----- Working data -----

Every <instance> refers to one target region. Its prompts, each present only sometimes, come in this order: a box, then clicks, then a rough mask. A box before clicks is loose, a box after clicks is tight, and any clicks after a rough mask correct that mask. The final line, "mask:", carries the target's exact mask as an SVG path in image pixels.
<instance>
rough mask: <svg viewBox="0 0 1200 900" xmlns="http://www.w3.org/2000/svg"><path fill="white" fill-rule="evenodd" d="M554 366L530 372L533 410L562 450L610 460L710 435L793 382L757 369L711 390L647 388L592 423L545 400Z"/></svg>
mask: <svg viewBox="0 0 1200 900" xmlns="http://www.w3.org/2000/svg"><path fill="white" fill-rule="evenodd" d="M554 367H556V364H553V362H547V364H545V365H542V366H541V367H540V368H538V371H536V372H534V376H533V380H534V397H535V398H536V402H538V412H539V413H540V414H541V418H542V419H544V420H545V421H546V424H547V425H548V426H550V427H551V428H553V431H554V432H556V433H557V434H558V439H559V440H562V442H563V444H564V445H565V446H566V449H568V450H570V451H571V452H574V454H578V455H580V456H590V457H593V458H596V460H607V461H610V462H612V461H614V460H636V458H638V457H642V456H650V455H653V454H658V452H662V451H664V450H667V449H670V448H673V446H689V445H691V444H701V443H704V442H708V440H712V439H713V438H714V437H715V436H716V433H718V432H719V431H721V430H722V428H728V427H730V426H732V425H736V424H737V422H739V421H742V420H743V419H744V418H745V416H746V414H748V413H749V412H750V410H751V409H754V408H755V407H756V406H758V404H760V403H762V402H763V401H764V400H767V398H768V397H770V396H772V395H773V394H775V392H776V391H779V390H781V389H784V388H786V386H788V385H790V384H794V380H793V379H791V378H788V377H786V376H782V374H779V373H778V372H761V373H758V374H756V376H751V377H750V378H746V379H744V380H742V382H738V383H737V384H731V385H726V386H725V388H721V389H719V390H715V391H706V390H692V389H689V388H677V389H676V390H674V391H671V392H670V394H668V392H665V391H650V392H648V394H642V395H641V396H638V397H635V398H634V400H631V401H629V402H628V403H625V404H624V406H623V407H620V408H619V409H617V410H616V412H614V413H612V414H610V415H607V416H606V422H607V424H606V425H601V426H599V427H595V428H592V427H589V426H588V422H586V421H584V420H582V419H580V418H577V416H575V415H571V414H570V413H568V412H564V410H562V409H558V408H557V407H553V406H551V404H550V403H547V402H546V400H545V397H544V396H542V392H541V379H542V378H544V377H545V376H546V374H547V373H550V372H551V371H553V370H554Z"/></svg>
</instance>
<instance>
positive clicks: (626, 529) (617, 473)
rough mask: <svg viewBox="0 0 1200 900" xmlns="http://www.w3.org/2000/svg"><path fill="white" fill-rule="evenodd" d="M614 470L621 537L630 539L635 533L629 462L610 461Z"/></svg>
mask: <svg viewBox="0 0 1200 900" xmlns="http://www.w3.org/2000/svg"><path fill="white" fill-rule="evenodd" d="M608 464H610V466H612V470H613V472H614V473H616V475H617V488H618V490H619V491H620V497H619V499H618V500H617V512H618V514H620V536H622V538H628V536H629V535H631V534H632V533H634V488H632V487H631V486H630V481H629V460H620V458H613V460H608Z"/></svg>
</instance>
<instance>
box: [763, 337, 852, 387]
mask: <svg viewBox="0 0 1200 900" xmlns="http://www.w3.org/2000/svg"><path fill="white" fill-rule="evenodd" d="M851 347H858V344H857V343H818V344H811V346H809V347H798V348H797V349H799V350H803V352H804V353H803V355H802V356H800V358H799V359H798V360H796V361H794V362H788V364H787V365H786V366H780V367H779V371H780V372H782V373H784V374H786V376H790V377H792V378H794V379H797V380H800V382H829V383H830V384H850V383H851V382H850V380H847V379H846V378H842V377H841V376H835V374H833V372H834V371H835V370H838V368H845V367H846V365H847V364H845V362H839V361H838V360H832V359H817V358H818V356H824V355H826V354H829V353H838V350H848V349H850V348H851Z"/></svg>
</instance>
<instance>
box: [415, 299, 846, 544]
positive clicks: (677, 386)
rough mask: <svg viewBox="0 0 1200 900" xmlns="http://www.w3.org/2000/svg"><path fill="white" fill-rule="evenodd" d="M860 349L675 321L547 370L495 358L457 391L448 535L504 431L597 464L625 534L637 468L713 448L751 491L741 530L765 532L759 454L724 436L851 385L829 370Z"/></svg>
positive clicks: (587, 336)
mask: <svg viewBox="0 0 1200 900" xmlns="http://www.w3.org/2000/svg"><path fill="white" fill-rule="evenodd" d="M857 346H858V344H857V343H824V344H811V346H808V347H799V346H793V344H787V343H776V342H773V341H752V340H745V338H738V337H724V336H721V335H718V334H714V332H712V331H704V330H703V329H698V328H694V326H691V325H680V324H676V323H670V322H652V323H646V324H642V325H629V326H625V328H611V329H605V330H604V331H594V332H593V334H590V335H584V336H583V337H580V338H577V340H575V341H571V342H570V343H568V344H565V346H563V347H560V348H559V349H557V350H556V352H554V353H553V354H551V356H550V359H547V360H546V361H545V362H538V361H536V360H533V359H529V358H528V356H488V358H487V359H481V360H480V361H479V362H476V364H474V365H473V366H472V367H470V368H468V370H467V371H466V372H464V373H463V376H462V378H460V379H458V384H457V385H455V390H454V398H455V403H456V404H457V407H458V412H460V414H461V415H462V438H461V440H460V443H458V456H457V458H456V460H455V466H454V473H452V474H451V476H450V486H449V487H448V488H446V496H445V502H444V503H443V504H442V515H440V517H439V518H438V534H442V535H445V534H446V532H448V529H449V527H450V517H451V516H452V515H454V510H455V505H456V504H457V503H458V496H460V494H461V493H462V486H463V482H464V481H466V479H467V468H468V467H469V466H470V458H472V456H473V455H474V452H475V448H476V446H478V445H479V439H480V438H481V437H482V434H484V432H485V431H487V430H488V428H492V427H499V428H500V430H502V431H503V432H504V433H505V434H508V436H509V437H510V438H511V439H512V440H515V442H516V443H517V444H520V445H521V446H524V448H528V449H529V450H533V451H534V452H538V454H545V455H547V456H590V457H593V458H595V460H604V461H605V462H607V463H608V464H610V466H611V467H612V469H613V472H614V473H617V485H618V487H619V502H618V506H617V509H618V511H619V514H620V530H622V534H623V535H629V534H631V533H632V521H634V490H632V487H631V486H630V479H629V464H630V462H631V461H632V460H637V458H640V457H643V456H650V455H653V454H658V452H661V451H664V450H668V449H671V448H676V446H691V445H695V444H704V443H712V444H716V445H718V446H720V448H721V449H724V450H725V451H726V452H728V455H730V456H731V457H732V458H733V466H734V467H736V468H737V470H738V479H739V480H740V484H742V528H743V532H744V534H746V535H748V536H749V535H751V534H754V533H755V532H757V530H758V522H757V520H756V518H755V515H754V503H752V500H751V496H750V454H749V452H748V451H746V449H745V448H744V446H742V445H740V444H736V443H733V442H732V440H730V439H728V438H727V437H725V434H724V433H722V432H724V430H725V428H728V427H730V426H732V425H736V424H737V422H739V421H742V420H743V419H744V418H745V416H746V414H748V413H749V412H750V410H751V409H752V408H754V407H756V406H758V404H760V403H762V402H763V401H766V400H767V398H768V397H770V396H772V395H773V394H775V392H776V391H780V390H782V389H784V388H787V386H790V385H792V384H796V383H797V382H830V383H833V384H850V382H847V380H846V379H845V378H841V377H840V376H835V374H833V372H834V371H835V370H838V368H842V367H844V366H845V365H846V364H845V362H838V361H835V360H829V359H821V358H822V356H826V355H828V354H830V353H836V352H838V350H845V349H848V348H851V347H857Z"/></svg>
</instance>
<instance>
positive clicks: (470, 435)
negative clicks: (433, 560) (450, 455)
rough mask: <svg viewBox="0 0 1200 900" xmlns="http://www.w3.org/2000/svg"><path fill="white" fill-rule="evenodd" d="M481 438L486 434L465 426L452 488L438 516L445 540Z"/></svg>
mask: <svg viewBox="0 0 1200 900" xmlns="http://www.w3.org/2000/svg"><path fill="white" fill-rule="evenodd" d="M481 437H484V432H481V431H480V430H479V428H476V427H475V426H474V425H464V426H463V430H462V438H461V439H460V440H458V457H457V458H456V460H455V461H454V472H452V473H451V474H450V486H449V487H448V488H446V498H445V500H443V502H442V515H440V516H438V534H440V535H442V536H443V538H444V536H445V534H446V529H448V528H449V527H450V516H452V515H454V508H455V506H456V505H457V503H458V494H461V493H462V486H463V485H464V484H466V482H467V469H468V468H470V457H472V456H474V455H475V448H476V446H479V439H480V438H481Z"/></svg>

-----
----- Working data -----

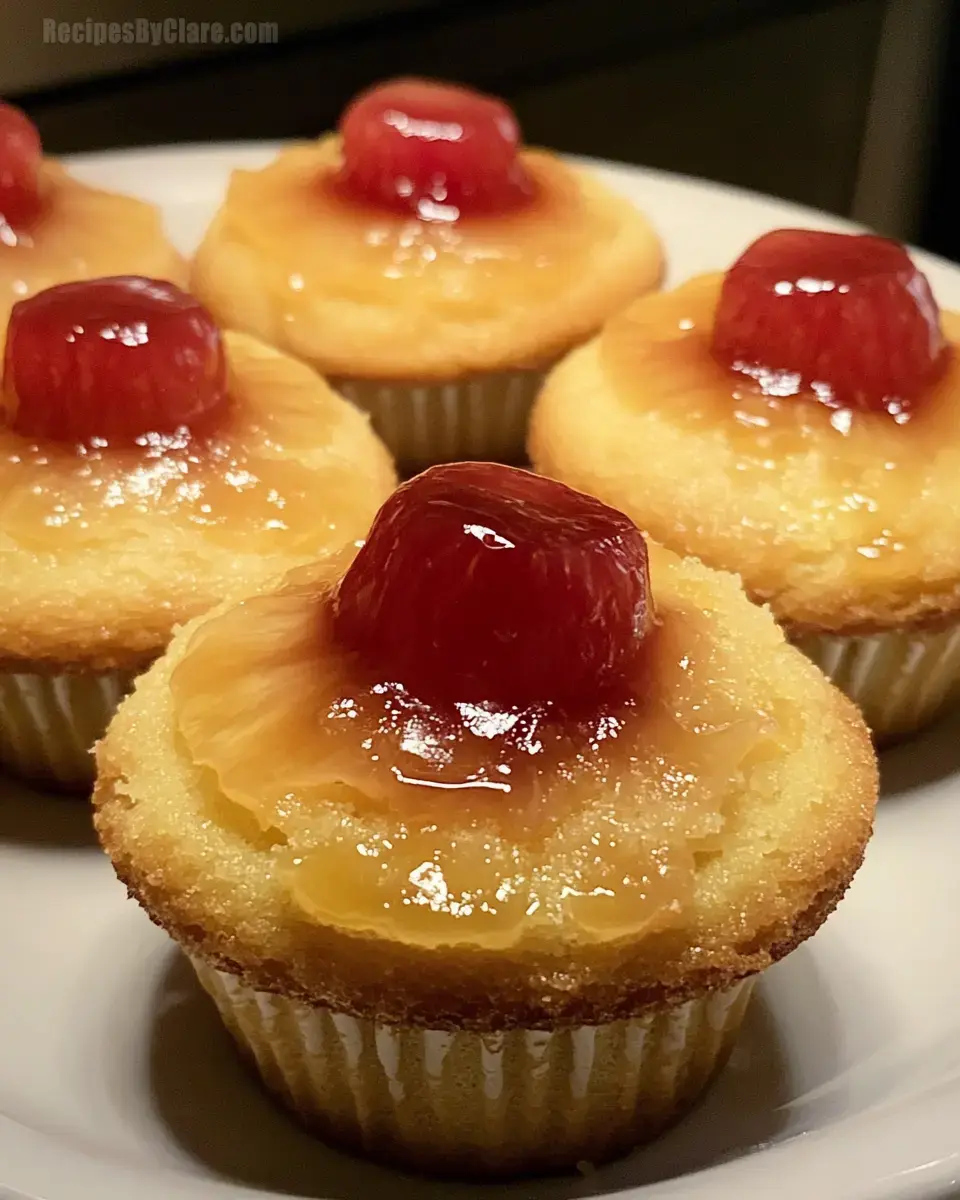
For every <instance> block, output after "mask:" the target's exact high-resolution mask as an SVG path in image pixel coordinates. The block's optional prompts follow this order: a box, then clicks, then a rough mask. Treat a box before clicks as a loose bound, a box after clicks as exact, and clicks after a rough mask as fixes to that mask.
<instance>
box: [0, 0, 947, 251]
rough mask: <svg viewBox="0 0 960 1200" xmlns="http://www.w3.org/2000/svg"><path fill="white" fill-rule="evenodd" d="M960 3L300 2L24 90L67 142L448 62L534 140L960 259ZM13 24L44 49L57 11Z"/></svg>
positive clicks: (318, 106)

-----
----- Working data -----

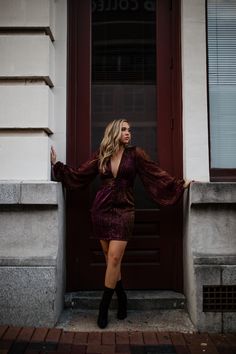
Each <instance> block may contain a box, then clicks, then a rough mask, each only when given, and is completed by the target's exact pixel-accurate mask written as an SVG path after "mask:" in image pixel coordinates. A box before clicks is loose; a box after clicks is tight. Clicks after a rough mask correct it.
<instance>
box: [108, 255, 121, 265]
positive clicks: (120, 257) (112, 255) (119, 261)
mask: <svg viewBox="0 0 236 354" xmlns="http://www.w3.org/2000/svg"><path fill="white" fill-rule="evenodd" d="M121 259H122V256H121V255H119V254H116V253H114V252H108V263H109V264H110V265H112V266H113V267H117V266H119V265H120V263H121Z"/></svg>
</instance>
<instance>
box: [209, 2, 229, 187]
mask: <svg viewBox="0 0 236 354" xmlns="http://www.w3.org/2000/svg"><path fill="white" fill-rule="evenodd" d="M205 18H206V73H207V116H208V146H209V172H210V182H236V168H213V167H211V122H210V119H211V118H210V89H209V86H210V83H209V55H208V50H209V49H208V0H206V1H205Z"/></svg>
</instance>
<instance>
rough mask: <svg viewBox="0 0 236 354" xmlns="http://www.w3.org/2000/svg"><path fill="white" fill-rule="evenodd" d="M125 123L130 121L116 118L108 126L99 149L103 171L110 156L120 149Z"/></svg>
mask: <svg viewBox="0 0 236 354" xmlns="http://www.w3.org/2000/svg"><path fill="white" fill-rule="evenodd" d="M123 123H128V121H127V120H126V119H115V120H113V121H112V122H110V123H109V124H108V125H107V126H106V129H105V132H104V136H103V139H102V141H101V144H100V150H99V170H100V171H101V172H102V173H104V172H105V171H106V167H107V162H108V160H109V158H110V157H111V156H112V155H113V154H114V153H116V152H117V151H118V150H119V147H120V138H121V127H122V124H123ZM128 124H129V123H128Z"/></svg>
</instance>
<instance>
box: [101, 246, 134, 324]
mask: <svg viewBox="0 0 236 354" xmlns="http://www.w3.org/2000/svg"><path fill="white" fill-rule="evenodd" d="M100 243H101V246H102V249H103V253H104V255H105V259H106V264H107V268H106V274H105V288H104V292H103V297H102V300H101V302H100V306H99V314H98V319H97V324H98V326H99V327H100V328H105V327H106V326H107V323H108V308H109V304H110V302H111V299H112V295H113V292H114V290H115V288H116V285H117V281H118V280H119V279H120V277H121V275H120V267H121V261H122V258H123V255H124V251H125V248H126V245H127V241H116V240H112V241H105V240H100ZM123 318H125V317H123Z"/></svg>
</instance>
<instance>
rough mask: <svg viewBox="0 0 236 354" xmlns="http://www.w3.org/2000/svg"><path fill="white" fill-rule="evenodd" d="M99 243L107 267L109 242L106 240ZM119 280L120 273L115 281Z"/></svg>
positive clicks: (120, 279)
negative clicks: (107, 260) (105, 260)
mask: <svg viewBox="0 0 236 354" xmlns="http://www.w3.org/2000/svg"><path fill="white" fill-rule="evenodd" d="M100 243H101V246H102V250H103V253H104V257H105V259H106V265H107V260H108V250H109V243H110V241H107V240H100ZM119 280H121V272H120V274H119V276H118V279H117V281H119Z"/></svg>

-----

■ What you are asked to do
Return every line above that contains the word "image". Letter case matters.

■ Task solution
Every <instance> refers to one target region. Its prompts, each present only sometimes, come in this order: a box, then clicks, then a rough mask. A box before clicks is loose, a box after clicks is tight, and any clicks after a rough mask correct that mask. The final line, "mask:", carries the target's exact mask as an SVG path in image pixels.
For every <instance> block, output after "mask:" the target's exact high-resolution mask as an SVG path in image pixel coordinates. The block's optional prompts follow this order: a box, then clicks, then a rough mask. Treat a box before clicks as a loose bound, a box after clicks as exact, and clicks after a rough mask as fixes to that mask.
Each <instance> block may contain a box, then clicks, then a rough mask, each only when given, and is completed by the target's exact pixel-accurate mask written as an SVG path after "mask:" in image pixel coordinates. A box before clicks is loose; a box after clicks is tight. Clicks after a rough mask correct it.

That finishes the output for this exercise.